▶ _About this task_
In your copy, leave out the pictures and reproduce the listing below exactly.
::::::
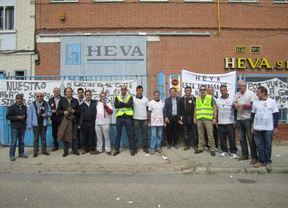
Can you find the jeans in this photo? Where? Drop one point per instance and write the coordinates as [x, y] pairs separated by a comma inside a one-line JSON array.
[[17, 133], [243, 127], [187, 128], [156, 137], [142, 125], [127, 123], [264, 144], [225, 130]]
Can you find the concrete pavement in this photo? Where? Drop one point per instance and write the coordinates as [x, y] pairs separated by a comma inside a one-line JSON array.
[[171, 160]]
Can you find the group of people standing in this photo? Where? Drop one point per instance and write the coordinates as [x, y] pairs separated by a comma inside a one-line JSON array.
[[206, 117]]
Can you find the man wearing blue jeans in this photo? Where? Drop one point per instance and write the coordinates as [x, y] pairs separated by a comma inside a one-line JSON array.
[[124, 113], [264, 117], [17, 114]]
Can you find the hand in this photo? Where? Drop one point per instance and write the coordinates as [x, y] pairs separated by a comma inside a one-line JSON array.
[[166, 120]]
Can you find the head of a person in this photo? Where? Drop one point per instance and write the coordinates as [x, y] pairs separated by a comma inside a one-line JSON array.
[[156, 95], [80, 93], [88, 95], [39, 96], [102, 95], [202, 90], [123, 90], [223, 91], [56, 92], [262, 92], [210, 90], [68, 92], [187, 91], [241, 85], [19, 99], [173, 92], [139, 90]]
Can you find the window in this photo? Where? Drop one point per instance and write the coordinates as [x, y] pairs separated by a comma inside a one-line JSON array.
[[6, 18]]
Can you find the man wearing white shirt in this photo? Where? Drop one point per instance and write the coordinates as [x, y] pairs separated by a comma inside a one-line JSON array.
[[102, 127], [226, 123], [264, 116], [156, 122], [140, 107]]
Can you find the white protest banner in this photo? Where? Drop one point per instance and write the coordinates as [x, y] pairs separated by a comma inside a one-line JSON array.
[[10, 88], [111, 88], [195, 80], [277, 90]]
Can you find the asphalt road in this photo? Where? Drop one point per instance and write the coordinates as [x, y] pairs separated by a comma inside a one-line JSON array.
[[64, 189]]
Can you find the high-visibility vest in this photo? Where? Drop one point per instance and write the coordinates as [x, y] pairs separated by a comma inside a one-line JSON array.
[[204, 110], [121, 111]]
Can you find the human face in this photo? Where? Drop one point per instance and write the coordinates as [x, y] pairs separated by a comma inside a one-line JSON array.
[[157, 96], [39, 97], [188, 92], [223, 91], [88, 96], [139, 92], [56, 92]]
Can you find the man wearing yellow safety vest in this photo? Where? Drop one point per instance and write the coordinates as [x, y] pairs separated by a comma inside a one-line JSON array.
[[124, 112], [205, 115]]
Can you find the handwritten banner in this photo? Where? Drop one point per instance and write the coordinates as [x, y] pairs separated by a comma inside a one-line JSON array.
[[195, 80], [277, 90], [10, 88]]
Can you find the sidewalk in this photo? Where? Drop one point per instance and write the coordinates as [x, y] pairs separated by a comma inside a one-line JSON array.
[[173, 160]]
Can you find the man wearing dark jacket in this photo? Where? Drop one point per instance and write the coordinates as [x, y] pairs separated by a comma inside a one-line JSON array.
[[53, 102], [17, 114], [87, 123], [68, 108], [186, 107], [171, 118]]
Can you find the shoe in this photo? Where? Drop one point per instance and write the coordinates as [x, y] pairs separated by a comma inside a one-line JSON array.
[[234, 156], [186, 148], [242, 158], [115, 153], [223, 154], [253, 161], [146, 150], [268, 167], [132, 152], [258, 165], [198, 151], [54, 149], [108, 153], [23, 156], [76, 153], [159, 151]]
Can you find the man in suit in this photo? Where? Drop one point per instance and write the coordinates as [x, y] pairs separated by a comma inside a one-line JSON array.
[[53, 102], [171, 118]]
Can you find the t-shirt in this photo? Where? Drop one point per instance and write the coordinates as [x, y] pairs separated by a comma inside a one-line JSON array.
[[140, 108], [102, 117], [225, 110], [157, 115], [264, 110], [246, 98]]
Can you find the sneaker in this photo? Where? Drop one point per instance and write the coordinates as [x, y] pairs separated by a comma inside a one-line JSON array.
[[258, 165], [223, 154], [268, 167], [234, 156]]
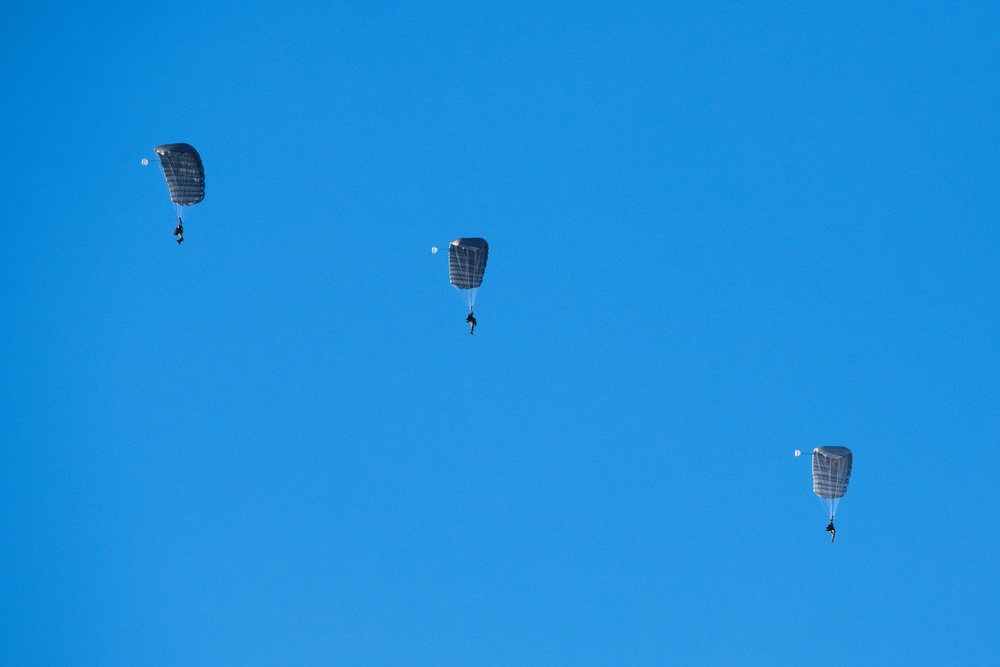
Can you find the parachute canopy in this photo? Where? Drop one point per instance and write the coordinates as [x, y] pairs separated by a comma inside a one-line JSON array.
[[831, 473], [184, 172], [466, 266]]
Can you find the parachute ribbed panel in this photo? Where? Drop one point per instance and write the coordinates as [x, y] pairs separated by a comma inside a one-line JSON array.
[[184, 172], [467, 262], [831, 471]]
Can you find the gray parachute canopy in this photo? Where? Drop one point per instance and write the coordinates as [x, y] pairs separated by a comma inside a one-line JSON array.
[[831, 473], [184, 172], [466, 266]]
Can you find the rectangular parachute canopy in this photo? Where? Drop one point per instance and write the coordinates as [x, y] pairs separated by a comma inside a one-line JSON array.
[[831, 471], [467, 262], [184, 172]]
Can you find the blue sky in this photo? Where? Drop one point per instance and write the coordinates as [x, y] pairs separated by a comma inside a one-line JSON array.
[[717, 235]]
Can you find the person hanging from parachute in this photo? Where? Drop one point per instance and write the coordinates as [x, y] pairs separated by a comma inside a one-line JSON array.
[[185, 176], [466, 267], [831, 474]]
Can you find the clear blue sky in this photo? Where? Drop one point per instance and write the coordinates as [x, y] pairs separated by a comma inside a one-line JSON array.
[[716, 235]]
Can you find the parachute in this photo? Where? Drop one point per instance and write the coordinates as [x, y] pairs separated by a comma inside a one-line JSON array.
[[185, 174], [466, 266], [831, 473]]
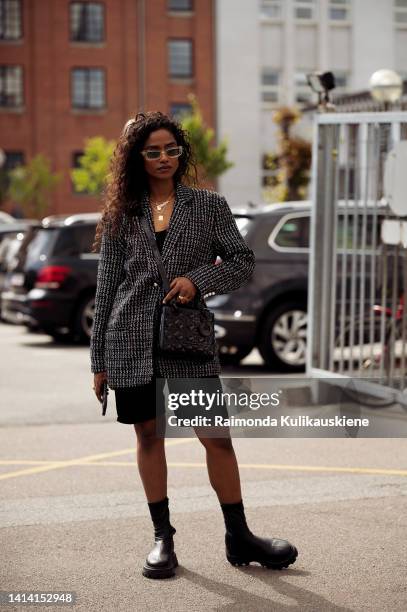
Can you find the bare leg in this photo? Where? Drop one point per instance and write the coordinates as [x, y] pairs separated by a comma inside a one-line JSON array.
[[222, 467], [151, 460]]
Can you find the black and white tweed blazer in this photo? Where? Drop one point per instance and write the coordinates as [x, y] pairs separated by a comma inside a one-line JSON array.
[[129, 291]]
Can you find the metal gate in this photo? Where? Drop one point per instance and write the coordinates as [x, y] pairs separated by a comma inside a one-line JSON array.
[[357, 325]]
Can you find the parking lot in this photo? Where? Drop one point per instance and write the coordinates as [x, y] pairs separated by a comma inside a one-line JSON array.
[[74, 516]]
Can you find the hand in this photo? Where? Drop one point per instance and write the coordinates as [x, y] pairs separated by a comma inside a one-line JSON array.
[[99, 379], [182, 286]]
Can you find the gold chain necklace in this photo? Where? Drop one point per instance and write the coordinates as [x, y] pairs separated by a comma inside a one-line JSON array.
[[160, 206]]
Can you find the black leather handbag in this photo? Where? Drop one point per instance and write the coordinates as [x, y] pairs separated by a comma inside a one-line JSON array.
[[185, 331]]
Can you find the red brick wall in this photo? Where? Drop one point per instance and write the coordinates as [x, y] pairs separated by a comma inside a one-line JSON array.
::::::
▶ _Solved problem_
Can you find the jeans in this photo? Where? Drop one point per instance and write the coordinates as [x, y] pairs separated by a comma inside a one-line JSON array.
[[17, 133], [243, 127], [187, 128], [156, 137], [142, 125], [127, 123], [264, 144], [225, 130]]
Can you find the concrete pavement in this photo? Where? Drop one point per instance and write the coordinates as [x, y] pairs separated by a comma inside a one-line JSON array.
[[171, 160]]
Can you find the group of people standing in this photo? Where? Drop one point per instance and write the coordinates as [x, y] pairs separated by a comma inside a one-line JSON array.
[[206, 117]]
Can you find the man wearing blue jeans in this photo? Where? Drop one point per instance and write the coordinates as [x, y] pairs separated by a comma inside a one-line JSON array.
[[124, 113], [264, 117], [17, 114]]
Can you find the hand in this photo? Where? Drop one point per instance and write the coordinates as [x, y] pairs separated by a comma inside a one-line JSON array.
[[166, 120]]
Can you find the head of a person in this photo? Where? Drop one point per instance and write the coordinates as [x, y] pairs separated by a comma inside a one-line JSON array.
[[156, 95], [80, 93], [88, 95], [39, 96], [102, 95], [202, 90], [123, 90], [223, 91], [56, 92], [262, 92], [210, 90], [68, 92], [187, 91], [241, 85], [19, 99], [173, 92], [139, 90]]
Can you find the window in this photo? Where? Drop one point per instance and write the coordinates as [x, y] pairs separated by a comma inside a one-line JSON array.
[[6, 18]]
Can you find the man wearing white shirt in this photo? Where? Drop one point per instance and write the coordinates as [x, y] pairs separated by a comma inside a one-line JSON array.
[[102, 127], [226, 123], [264, 116], [156, 122], [140, 107]]
Can you find the white protest banner in this photo? Where? Drop one point per instance and write the coordinates as [x, y] pairs separated by a comma inside a one-line JSON array.
[[10, 88], [111, 88], [195, 80], [277, 90]]
Can you find the asphalt road in this photo? Where? Drop one point per instance and write the coordinates as [x, y] pairs separated by a comma inside a one-line JSON array.
[[64, 189]]
Can you find the high-visibility vest in this photo? Where? Drop one point per instance and write the coordinates as [x, y] pairs separated by a comma inside a one-line JSON array.
[[204, 110], [121, 111]]
Can you find the human face in this photo? Where? Drop one point per instance and write the coordinates as [x, y] pairs separated by a comma inside a one-line JSON array.
[[157, 96], [39, 97], [188, 92], [223, 91], [88, 96], [139, 92], [56, 92]]
Can you find the man wearing yellow safety vest in this photo? Where? Drop one point per instance and write the coordinates as [x, y] pairs separated by a comma inside a one-line JSON array.
[[124, 112], [205, 115]]
Can you find the handwritten banner in this photo? Where? Drop one point per instance and write the coordinates as [x, y] pairs separated by a comma inside a one-line JSON array.
[[195, 80], [277, 90], [10, 88]]
Can you find the sidewalk in this photo? Where? Drop one point per instance and write the coordinates as [x, y] pairs separated by a comma inside a one-line JSON array.
[[173, 160]]
Can you find the man wearing dark jacket in this photo? Where? Drop one point per instance and write the coordinates as [x, y] pairs separated by a comma inside a one-line JSON array.
[[53, 102], [17, 114], [87, 123], [68, 108], [186, 107], [171, 118]]
Can you find the shoe in this photo? Where? Drop one point per instance and write the coordinates as [x, y] pairs separated by a comma inside a one-line JSON array.
[[234, 156], [186, 148], [242, 158], [115, 153], [223, 154], [253, 161], [146, 150], [268, 167], [132, 152], [258, 165], [198, 151], [54, 149], [108, 153], [23, 156], [76, 153], [159, 151]]
Can you find the man in suit in this photo? Where? Drop one point per instance and write the coordinates as [x, y] pairs separated by a comma inside a one-line JSON array.
[[53, 102], [171, 118]]
Can you find the t-shirt in this photo? Where? Drop one point per instance and write the coordinates as [x, y] pairs separated by a comma inside a one-line JSON array.
[[140, 108], [102, 117], [225, 110], [157, 115], [264, 110], [246, 98]]
Can you find the sneaker in this photo? Where? Drop one point per instance and write the coordinates as [x, y] pairs separated by a comma inside a one-line JSON array.
[[258, 165], [223, 154], [268, 167], [234, 156]]
Can you find the parachute canopy in this photo? Where? Drop one point per instance and write the coordinates as [x, y] pairs separated by a comma inside a one-line JSON array.
[[831, 473], [184, 172], [466, 266]]
Can you find the parachute ribbed panel in this photo? Where? Drop one point per instance and write the coordinates as [x, y] pairs separated by a comma inside a one-line JSON array.
[[184, 172], [467, 262], [831, 471]]
Can you find the gray parachute canopy in this photo? Where? Drop one point per instance and write the coordinates as [x, y] pairs separated by a comma inside a one-line JSON array.
[[831, 473], [184, 172], [466, 266]]
Can you find the rectangular parachute canopy in this photo? Where? Drop one point per instance and write the coordinates as [x, y] pairs separated by a comma inside a one-line JSON array.
[[831, 471], [467, 262], [184, 172]]
Can you find the blue sky in this photo? Where? Drop one point per instance and write the coordinates as [x, y] pairs separated by a comma inside a one-line JSON array.
[[717, 235]]
Can you find the person hanging from parachute in this photo? Where? Drop one point per instance and write the coordinates as [x, y] pairs separated by a comma inside a one-line JSON array.
[[185, 176], [466, 267], [831, 474]]
Can you find the clear blue sky in this photo? Where? Drop one point per instance and write the coordinates as [x, y] pairs separated by a comma inside a one-line JSON array.
[[716, 235]]
Can you find the parachute in this photo? Where? Drop one point per instance and write the coordinates as [x, y] pairs separated by a comma inside a one-line JSON array.
[[185, 174], [466, 266], [831, 473]]
Can you find the bare leg in this photo? Where? Drop one point per instance and write the coordinates as [x, y] pairs separated by a comma inside a one-line JSON array.
[[222, 467], [151, 460]]
Can you find the black and white tweed blazer in this photo? Where? Drop one point per instance and write the coordinates as [x, y] pairs separated by a comma inside a one-line JSON array.
[[129, 291]]
Can you find the metal gate in this photo? Where? Drop one point per instance and write the coordinates as [x, y] pairs separated by a comma inside a one-line JSON array.
[[357, 325]]
Can you find the parking lot in this photo? Where? Drop one point per instance and write the coordinates as [x, y] pairs separated by a comma inside a one-line JSON array.
[[74, 516]]
Can you find the hand in this photo? Where? Drop one point per instance and write the coordinates as [x, y] pairs separated by a comma inside a one-line JSON array.
[[99, 379], [182, 286]]
Can you find the gold chain necklace in this photo? Where? Drop one point per instance and write the coordinates as [x, y] pairs separated by a comma inside a one-line JSON array.
[[160, 206]]
Can you find the black leather handbag in this photo? Where? Drop one point per instance and write the coordinates as [x, y] pairs separated by a comma inside a one-line JSON array.
[[185, 331]]
Can you find the red brick wall in this photo? Where? Drop one point per instance and write the coordinates as [x, y] pairs separated by a comma inside a one-line JSON array.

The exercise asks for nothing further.